→ **Provided text**:
SaveSPE.cpp

/*WIKI* 

Saves the data in a workspace into a file in the ASCII 'SPE' format (as described [[Media:Spe_file_format.pdf|here]]).

The units used for saving will match those of the input workspace, such that if you have the units Momentum Transfer ('DeltaE') then you will get a traditional SPE file, you could choose to have the units in mod Q and then it will save to an SPQ file variant.
  
==== Restrictions on the input workspace ====
  
The input workspace must contain histogram data with common binning on all spectra.

*WIKI*/
//---------------------------------------------------
// Includes
//---------------------------------------------------
#include "MantidDataHandling/SaveSPE.h"
#include "MantidAPI/FileProperty.h"
#include "MantidAPI/WorkspaceValidators.h"
#include "MantidAPI/WorkspaceOpOverloads.h"
#include "Poco/File.h"
#include <cstdio>
#include <cmath>
#include <stdexcept>

namespace Mantid
{
  namespace DataHandling
  {

    // Register the algorithm into the AlgorithmFactory
    DECLARE_ALGORITHM(SaveSPE)

    
    /** A Macro wrapping std::fprintf in order to throw an exception when there is a fault writing to disk
    *  @param stream :: the file object to write to
    *  @param format :: C string that contains the text to be written to the stream.

→ **Data extract**:
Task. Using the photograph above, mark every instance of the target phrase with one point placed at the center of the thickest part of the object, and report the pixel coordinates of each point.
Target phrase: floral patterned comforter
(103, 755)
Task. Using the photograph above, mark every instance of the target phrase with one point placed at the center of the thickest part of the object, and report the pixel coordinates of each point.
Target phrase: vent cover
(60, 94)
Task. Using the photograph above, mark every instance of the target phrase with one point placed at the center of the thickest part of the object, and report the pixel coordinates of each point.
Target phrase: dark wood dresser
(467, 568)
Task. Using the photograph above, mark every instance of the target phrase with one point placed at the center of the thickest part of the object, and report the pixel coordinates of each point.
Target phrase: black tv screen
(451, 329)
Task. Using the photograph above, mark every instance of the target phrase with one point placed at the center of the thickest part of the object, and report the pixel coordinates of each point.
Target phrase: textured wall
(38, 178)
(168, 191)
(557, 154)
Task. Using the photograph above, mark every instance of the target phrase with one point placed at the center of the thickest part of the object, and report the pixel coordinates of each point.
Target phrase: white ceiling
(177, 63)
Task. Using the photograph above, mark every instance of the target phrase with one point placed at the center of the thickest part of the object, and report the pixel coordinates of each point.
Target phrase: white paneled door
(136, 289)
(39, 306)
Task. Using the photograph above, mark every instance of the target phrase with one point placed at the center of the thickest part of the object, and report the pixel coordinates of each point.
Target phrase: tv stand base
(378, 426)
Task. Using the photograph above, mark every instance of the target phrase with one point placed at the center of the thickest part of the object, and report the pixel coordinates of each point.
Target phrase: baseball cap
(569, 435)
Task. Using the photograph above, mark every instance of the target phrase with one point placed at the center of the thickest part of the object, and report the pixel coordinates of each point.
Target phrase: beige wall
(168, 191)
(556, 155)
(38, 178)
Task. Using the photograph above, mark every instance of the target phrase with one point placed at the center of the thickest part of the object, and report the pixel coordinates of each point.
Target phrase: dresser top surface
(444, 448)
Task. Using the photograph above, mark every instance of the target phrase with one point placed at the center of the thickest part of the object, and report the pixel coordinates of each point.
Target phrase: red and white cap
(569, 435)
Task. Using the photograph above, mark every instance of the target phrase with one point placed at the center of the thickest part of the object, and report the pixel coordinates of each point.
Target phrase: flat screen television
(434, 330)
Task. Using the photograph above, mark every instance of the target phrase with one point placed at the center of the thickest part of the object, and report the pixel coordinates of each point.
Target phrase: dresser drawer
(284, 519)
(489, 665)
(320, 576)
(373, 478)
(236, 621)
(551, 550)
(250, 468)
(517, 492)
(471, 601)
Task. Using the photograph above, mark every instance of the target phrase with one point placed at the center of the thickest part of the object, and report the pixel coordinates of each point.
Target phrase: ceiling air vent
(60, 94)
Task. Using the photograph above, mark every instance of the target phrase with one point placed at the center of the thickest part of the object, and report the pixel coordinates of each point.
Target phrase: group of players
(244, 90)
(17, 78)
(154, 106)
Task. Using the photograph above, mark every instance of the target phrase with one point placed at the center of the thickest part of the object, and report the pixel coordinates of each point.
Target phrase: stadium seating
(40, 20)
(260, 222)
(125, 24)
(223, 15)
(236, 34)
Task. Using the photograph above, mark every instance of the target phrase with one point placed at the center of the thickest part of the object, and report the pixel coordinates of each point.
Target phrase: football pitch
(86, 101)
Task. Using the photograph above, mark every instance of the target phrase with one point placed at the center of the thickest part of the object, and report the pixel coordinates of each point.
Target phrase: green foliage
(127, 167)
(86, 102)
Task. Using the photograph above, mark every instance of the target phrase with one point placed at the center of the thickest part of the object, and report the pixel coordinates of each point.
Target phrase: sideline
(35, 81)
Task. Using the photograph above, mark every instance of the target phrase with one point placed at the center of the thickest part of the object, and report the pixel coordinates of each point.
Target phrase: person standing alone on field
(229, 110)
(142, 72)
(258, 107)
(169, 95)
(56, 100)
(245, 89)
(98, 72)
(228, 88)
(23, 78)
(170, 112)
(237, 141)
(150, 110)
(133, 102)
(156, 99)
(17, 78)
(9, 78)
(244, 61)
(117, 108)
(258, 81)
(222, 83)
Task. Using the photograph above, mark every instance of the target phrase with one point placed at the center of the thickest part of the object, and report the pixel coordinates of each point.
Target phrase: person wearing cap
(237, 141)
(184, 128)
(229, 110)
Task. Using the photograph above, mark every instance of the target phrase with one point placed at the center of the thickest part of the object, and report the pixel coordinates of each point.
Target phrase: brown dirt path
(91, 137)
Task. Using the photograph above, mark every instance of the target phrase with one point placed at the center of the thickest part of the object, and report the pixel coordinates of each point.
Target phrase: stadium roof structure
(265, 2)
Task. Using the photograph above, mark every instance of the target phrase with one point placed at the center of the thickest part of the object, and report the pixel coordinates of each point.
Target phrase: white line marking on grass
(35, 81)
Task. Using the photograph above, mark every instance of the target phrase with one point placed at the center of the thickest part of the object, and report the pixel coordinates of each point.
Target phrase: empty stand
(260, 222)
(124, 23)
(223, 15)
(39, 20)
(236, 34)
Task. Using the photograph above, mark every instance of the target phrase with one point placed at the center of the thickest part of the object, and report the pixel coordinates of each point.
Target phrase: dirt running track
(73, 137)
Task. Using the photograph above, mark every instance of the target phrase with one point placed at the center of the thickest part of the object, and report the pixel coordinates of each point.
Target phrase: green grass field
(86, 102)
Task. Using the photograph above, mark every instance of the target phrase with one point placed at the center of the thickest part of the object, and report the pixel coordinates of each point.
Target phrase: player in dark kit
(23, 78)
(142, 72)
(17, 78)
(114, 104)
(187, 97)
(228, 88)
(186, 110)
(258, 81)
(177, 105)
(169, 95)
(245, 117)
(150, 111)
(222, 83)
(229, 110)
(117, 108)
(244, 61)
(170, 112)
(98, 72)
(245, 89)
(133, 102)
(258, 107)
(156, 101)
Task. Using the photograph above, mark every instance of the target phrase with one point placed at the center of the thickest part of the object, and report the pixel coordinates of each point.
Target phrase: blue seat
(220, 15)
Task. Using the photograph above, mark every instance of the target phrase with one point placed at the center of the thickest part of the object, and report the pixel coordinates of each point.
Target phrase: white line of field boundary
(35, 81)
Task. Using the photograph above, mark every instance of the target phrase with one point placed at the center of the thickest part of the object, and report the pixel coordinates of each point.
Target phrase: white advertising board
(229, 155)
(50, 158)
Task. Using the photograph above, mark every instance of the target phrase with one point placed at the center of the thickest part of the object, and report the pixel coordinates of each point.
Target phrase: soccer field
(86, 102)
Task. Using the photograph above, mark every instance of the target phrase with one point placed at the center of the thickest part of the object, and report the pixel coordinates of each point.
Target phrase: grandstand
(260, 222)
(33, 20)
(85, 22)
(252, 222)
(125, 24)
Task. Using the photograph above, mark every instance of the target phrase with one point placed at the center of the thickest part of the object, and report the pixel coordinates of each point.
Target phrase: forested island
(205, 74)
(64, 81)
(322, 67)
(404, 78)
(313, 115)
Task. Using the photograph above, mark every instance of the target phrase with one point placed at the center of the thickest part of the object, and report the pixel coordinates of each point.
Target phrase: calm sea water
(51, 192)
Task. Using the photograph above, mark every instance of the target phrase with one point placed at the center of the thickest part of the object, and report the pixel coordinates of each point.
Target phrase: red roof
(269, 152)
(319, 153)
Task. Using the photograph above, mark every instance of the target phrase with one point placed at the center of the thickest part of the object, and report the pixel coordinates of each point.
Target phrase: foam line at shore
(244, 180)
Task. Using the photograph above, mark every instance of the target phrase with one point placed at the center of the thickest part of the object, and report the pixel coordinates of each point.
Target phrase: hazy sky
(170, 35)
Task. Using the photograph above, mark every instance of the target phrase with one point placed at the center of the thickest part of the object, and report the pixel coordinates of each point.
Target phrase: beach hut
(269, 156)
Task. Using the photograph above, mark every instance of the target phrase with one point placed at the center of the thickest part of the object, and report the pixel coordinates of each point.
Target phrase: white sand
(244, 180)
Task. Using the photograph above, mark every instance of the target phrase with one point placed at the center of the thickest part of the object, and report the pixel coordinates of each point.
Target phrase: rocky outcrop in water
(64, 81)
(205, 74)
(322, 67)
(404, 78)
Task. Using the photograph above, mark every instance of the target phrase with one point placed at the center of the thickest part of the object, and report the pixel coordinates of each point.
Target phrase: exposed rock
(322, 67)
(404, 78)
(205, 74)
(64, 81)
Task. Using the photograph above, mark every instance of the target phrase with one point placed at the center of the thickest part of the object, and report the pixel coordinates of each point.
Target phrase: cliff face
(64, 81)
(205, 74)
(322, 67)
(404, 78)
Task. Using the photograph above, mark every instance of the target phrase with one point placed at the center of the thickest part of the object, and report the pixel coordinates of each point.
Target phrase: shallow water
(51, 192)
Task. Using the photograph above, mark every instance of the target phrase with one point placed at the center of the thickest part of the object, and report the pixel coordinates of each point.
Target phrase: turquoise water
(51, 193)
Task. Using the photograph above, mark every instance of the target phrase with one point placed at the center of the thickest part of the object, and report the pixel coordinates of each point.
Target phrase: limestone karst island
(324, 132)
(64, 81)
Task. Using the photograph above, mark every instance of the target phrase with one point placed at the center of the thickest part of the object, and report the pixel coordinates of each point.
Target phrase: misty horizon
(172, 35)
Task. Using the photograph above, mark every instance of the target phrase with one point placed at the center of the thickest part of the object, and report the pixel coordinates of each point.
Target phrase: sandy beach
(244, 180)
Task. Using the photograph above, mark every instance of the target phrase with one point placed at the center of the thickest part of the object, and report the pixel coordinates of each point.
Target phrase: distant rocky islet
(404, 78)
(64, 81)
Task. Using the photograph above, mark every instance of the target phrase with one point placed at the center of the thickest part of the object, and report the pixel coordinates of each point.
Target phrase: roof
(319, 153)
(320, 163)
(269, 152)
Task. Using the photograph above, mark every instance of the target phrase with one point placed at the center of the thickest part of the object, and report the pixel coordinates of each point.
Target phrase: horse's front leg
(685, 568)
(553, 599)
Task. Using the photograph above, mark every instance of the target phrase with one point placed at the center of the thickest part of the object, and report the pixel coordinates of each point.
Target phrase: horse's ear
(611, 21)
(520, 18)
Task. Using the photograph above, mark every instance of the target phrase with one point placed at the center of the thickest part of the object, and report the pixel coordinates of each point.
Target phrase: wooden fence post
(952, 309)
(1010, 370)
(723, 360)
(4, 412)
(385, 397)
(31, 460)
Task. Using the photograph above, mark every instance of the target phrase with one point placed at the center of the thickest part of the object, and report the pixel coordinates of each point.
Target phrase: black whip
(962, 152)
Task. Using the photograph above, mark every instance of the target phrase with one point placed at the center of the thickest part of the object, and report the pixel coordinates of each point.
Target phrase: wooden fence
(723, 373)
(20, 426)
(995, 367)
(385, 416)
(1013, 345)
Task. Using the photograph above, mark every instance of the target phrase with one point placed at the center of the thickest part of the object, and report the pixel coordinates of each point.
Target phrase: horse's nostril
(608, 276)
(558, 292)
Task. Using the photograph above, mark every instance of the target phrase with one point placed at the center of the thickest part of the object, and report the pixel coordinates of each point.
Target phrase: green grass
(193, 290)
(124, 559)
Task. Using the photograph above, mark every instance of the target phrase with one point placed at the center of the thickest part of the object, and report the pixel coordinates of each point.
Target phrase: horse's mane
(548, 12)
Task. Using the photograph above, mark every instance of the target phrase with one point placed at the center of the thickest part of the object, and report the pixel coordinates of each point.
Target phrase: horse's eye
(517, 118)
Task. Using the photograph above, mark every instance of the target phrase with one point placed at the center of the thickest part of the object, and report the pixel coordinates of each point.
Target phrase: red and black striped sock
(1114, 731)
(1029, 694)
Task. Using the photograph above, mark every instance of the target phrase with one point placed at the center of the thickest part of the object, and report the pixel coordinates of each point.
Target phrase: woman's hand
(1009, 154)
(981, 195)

→ **Exercise details**:
Reproduce the SaveSPE.cpp text in full, word for word, without changing anything.

→ **The result**:
SaveSPE.cpp

/*WIKI* 

Saves the data in a workspace into a file in the ASCII 'SPE' format (as described [[Media:Spe_file_format.pdf|here]]).

The units used for saving will match those of the input workspace, such that if you have the units Momentum Transfer ('DeltaE') then you will get a traditional SPE file, you could choose to have the units in mod Q and then it will save to an SPQ file variant.
  
==== Restrictions on the input workspace ====
  
The input workspace must contain histogram data with common binning on all spectra.

*WIKI*/
//---------------------------------------------------
// Includes
//---------------------------------------------------
#include "MantidDataHandling/SaveSPE.h"
#include "MantidAPI/FileProperty.h"
#include "MantidAPI/WorkspaceValidators.h"
#include "MantidAPI/WorkspaceOpOverloads.h"
#include "Poco/File.h"
#include <cstdio>
#include <cmath>
#include <stdexcept>

namespace Mantid
{
  namespace DataHandling
  {

    // Register the algorithm into the AlgorithmFactory
    DECLARE_ALGORITHM(SaveSPE)

    
    /** A Macro wrapping std::fprintf in order to throw an exception when there is a fault writing to disk
    *  @param stream :: the file object to write to
    *  @param format :: C string that contains the text to be written to the stream.